* Passage:

————

Leonard Bernstein Discusses Humor in Music and Conducts Till Eulenspiegel's Merry Pranks is an album from Leonard Bernstein and the New York Philharmonic. It was released in 1961 on the Columbia Masterworks label (catalog number ML 5625).

The work
Leonard Bernstein, at the time chief conductor of the New York Philharmonic, ran a series of education about musical topic. The topic "Humor in Music" was one of the lectures with music played by the orchestra.

On the "A" side of the album and a portion of the "B" side, Bernstein reviews the use of humor in classical music, include the use of dissonant notes, non-musical noises, "wrong notes", and musical overstatement, and the role of bassoona and the squeaky E-flat clarinet as the orchestra's jokesters. On the "B" side, Bernstein conducts the New York Philharmonic in a performance of Till Eulenspiegel's Merry Pranks, a tone poem by Richard Strauss.

The spoken portion of the album was remastered in 2013 and is available on YouTube.

————

* Information provided:
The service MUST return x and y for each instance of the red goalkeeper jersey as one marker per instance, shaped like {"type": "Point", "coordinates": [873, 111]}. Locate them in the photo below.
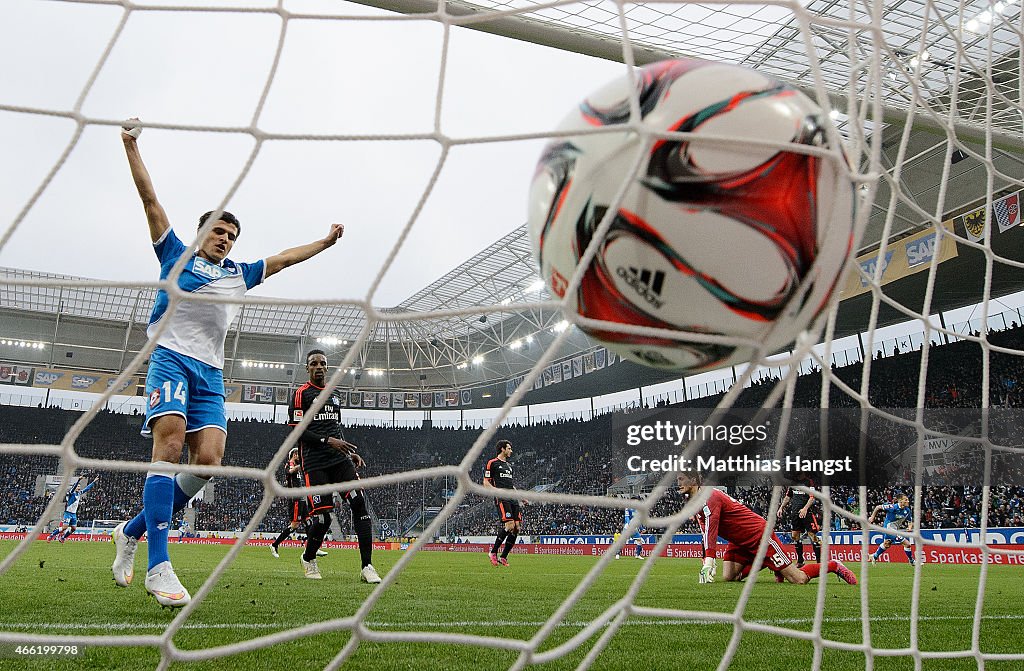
{"type": "Point", "coordinates": [723, 515]}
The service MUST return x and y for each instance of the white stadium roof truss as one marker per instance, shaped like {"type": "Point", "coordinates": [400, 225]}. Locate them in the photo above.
{"type": "Point", "coordinates": [953, 65]}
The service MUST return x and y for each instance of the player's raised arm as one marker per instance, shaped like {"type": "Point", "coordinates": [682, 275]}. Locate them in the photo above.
{"type": "Point", "coordinates": [295, 255]}
{"type": "Point", "coordinates": [155, 214]}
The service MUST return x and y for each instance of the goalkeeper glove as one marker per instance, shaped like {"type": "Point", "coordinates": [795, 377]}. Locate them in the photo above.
{"type": "Point", "coordinates": [708, 571]}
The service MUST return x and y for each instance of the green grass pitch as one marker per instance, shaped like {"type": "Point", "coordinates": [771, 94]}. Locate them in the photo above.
{"type": "Point", "coordinates": [67, 589]}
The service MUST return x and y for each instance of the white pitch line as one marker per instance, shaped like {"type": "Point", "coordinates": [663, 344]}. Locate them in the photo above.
{"type": "Point", "coordinates": [130, 626]}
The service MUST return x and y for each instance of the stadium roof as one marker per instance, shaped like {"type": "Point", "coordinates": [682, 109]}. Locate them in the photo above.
{"type": "Point", "coordinates": [955, 50]}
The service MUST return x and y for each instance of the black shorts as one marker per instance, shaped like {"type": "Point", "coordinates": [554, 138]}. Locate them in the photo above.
{"type": "Point", "coordinates": [300, 511]}
{"type": "Point", "coordinates": [509, 510]}
{"type": "Point", "coordinates": [807, 523]}
{"type": "Point", "coordinates": [340, 472]}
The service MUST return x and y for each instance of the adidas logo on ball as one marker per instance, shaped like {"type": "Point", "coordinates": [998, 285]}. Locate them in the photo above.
{"type": "Point", "coordinates": [645, 283]}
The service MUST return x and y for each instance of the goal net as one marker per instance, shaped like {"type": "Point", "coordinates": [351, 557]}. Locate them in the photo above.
{"type": "Point", "coordinates": [415, 121]}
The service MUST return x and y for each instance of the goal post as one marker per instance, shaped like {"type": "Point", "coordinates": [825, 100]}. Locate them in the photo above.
{"type": "Point", "coordinates": [906, 107]}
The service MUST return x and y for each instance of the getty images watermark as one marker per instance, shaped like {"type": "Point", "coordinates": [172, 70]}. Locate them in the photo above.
{"type": "Point", "coordinates": [840, 446]}
{"type": "Point", "coordinates": [734, 434]}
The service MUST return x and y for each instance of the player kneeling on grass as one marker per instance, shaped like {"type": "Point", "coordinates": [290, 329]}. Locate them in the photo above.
{"type": "Point", "coordinates": [724, 516]}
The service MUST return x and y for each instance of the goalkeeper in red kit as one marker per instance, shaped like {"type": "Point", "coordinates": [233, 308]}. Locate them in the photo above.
{"type": "Point", "coordinates": [723, 516]}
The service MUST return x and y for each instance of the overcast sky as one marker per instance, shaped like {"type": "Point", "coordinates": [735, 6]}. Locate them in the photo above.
{"type": "Point", "coordinates": [334, 78]}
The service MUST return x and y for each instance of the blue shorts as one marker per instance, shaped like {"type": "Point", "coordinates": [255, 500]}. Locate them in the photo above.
{"type": "Point", "coordinates": [895, 540]}
{"type": "Point", "coordinates": [181, 385]}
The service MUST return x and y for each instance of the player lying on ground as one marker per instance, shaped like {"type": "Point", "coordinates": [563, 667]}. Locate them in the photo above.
{"type": "Point", "coordinates": [723, 515]}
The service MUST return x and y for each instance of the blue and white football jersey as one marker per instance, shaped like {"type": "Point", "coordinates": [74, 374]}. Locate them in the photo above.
{"type": "Point", "coordinates": [199, 329]}
{"type": "Point", "coordinates": [897, 516]}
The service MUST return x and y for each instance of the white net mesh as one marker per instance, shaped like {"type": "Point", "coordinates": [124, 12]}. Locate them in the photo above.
{"type": "Point", "coordinates": [926, 93]}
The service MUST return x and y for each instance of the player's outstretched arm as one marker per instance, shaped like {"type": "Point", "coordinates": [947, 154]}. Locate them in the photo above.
{"type": "Point", "coordinates": [155, 214]}
{"type": "Point", "coordinates": [280, 261]}
{"type": "Point", "coordinates": [870, 519]}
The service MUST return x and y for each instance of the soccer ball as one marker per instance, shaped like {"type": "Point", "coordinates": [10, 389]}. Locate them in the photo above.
{"type": "Point", "coordinates": [712, 236]}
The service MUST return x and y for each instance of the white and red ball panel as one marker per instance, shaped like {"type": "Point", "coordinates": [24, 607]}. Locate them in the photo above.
{"type": "Point", "coordinates": [743, 240]}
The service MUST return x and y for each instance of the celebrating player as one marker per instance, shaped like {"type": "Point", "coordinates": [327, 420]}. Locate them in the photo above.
{"type": "Point", "coordinates": [327, 458]}
{"type": "Point", "coordinates": [72, 501]}
{"type": "Point", "coordinates": [184, 382]}
{"type": "Point", "coordinates": [498, 474]}
{"type": "Point", "coordinates": [898, 515]}
{"type": "Point", "coordinates": [803, 521]}
{"type": "Point", "coordinates": [300, 514]}
{"type": "Point", "coordinates": [723, 515]}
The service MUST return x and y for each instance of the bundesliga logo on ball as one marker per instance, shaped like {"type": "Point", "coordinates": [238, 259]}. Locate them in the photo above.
{"type": "Point", "coordinates": [730, 232]}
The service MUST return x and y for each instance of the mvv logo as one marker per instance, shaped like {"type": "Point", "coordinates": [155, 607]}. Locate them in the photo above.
{"type": "Point", "coordinates": [646, 283]}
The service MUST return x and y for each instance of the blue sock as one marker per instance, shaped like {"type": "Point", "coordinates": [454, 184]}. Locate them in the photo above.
{"type": "Point", "coordinates": [136, 527]}
{"type": "Point", "coordinates": [158, 499]}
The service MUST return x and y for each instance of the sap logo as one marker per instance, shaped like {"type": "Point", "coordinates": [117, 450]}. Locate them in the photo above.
{"type": "Point", "coordinates": [921, 251]}
{"type": "Point", "coordinates": [82, 381]}
{"type": "Point", "coordinates": [208, 269]}
{"type": "Point", "coordinates": [868, 267]}
{"type": "Point", "coordinates": [46, 379]}
{"type": "Point", "coordinates": [646, 283]}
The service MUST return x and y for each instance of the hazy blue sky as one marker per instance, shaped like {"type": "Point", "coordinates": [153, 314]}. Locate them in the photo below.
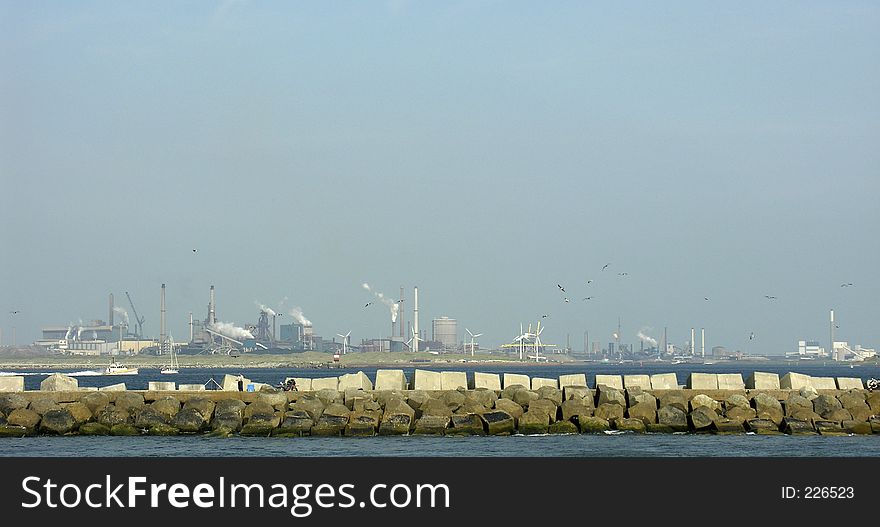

————

* Set tasks:
A. According to the passage on the Bernstein album, what uses of humor in classical music does Bernstein review?
B. Repeat the passage on the Bernstein album word for word, starting at "Leonard Bernstein Discusses" and stopping after "number ML 5625).".
The listing has no connection to the passage on the Bernstein album.

* Outputs for the tasks:
A.
- Dissonant notes
- Non-musical noises
- "Wrong notes"
- Musical overstatement

B.
Leonard Bernstein Discusses Humor in Music and Conducts Till Eulenspiegel's Merry Pranks is an album from Leonard Bernstein and the New York Philharmonic. It was released in 1961 on the Columbia Masterworks label (catalog number ML 5625).